— BEGIN Material supplied —
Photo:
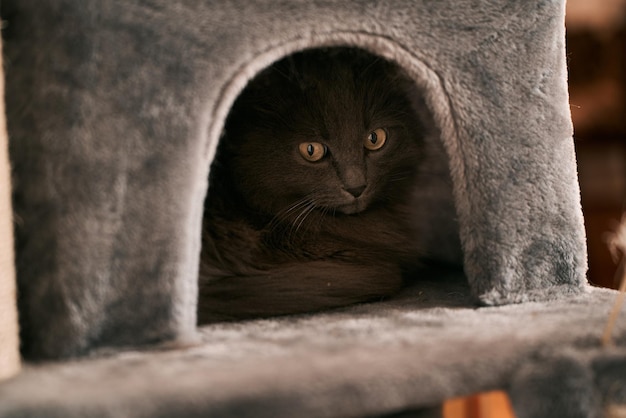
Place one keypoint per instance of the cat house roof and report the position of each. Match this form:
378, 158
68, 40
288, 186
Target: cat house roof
114, 112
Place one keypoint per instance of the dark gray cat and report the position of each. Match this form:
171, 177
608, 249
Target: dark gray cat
310, 191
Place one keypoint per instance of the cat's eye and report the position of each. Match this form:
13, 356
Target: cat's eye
312, 151
376, 139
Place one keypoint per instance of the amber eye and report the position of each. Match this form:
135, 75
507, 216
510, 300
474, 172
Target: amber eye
312, 151
376, 139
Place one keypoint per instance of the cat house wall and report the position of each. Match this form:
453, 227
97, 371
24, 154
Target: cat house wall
115, 110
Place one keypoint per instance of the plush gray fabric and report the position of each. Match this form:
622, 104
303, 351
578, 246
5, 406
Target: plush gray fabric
114, 111
426, 345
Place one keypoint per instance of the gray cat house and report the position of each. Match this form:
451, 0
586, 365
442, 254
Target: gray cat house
114, 112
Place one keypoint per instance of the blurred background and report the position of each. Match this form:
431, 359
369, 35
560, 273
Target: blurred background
596, 53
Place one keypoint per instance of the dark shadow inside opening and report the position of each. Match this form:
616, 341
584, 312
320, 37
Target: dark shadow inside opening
330, 187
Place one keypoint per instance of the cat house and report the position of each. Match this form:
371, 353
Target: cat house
114, 112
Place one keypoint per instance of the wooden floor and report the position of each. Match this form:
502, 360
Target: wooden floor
483, 405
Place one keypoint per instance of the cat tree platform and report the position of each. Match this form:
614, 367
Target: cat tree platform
426, 345
114, 111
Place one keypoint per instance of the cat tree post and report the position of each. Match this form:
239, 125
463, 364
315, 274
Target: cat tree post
9, 339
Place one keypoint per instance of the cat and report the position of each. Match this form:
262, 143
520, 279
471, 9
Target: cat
310, 190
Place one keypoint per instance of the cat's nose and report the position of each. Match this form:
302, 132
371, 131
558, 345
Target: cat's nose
356, 191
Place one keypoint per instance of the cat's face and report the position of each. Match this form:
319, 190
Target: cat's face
331, 134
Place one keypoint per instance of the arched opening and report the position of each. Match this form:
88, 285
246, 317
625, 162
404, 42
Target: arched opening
330, 184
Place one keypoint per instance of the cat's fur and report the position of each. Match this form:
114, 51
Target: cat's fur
281, 234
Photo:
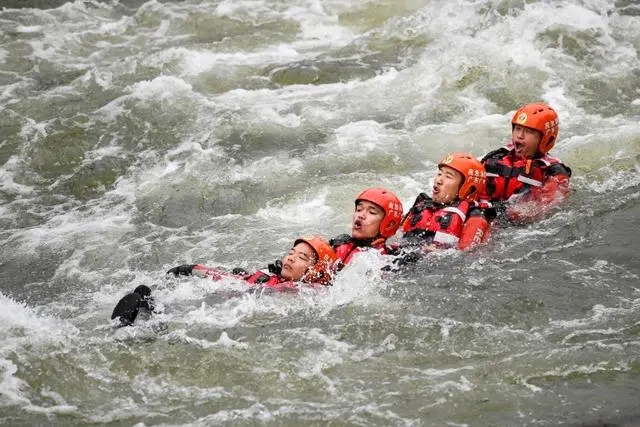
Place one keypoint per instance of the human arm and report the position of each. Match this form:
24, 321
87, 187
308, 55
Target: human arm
538, 202
475, 229
203, 271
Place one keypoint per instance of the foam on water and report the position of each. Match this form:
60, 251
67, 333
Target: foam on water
226, 162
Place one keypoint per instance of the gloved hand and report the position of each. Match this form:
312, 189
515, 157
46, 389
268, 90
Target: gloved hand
182, 270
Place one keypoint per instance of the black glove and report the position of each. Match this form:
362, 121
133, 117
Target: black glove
182, 270
128, 307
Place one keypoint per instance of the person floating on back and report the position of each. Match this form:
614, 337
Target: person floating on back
376, 218
310, 260
454, 217
522, 174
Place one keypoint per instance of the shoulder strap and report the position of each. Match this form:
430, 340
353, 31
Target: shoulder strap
339, 240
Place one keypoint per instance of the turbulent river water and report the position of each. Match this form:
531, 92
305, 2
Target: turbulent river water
139, 135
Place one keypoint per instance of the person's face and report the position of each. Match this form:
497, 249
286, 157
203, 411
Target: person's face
525, 141
446, 185
297, 262
366, 220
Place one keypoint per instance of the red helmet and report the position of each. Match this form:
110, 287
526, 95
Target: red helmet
390, 204
542, 118
473, 173
320, 272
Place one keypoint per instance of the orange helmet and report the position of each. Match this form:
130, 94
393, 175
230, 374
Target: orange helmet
390, 204
542, 118
473, 173
320, 272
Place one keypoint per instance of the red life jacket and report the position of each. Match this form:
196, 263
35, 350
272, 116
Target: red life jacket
460, 224
260, 277
268, 277
508, 175
346, 247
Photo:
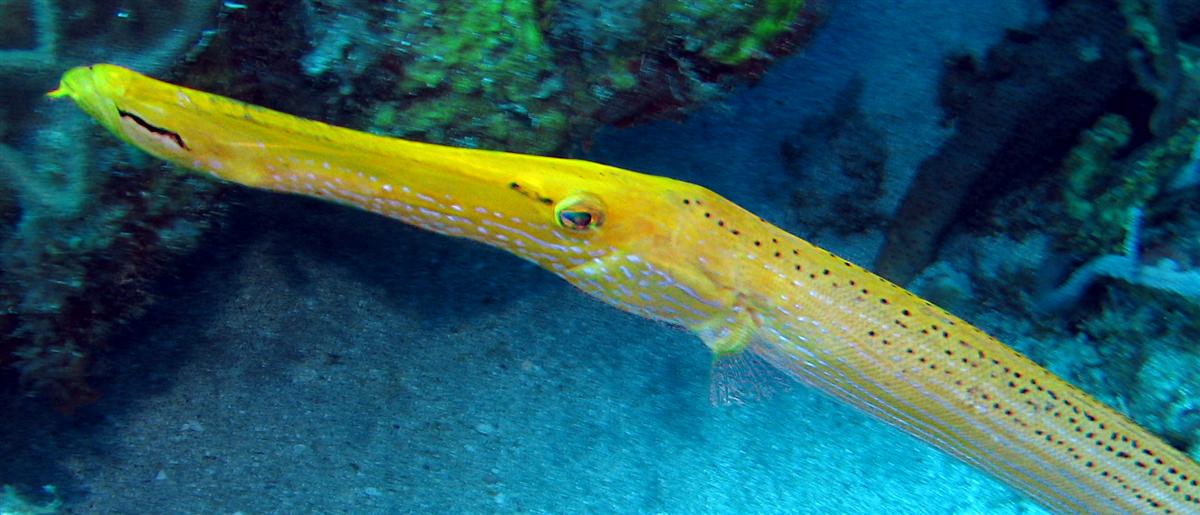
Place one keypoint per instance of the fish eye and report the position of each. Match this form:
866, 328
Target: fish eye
580, 211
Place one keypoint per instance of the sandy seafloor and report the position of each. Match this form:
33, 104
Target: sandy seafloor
316, 359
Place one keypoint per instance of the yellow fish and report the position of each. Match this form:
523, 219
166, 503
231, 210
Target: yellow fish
676, 252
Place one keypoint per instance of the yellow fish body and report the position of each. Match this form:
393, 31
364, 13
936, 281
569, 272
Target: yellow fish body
677, 252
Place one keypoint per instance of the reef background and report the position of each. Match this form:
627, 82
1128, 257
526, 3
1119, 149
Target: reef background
310, 358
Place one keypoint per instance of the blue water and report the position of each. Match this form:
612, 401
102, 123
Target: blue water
317, 359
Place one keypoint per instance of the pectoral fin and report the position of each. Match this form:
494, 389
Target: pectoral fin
739, 373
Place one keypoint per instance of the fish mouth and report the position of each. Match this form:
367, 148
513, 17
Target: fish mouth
87, 85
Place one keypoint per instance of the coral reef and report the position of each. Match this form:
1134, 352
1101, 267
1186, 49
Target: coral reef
1120, 219
88, 226
1014, 118
538, 76
13, 503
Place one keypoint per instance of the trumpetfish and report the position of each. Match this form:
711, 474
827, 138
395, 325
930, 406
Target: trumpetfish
677, 252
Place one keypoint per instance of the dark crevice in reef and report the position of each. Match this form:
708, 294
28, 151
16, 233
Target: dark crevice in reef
1015, 117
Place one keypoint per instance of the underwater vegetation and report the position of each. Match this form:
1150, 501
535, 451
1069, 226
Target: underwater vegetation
89, 226
1073, 162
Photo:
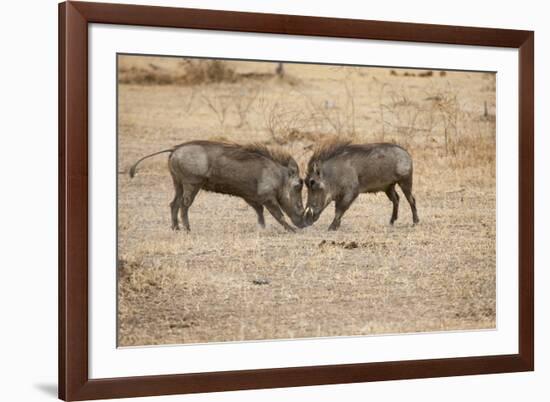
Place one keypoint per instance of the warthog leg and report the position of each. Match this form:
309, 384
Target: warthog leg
176, 203
189, 193
394, 198
275, 209
406, 186
341, 206
259, 211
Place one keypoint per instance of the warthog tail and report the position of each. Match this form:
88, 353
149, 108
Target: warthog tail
134, 166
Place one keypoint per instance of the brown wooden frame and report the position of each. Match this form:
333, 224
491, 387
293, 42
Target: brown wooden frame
74, 383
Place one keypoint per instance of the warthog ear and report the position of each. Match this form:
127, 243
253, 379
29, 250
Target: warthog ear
292, 170
316, 168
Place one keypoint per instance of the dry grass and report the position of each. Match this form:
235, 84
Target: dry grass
228, 280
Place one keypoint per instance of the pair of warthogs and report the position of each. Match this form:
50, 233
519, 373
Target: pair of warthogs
268, 178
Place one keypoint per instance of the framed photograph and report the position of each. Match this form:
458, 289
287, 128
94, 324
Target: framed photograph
259, 200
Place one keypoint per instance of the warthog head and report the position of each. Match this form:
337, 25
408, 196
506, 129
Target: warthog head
291, 196
318, 194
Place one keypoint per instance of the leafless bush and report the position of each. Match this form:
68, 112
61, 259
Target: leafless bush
219, 105
243, 103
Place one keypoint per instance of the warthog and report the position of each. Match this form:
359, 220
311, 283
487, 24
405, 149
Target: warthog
262, 177
341, 171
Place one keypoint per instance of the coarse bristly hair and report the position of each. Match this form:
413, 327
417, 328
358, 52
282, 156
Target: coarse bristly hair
252, 150
333, 148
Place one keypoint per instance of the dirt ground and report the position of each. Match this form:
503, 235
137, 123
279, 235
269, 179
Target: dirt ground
229, 280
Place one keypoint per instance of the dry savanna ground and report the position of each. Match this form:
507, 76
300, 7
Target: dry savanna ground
228, 280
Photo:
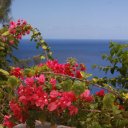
— END Material supplied —
» **Written request**
Return every line of the data that contains the word "yellow", treating uppercase and lowercase letters as distinct.

» **The solution**
Place one keypoint per instance of the yellow fish and report the position of each. Match this form:
Target: yellow fish
Place one keypoint per instance of the yellow fish body and report the position of each. Match this form:
Target: yellow fish body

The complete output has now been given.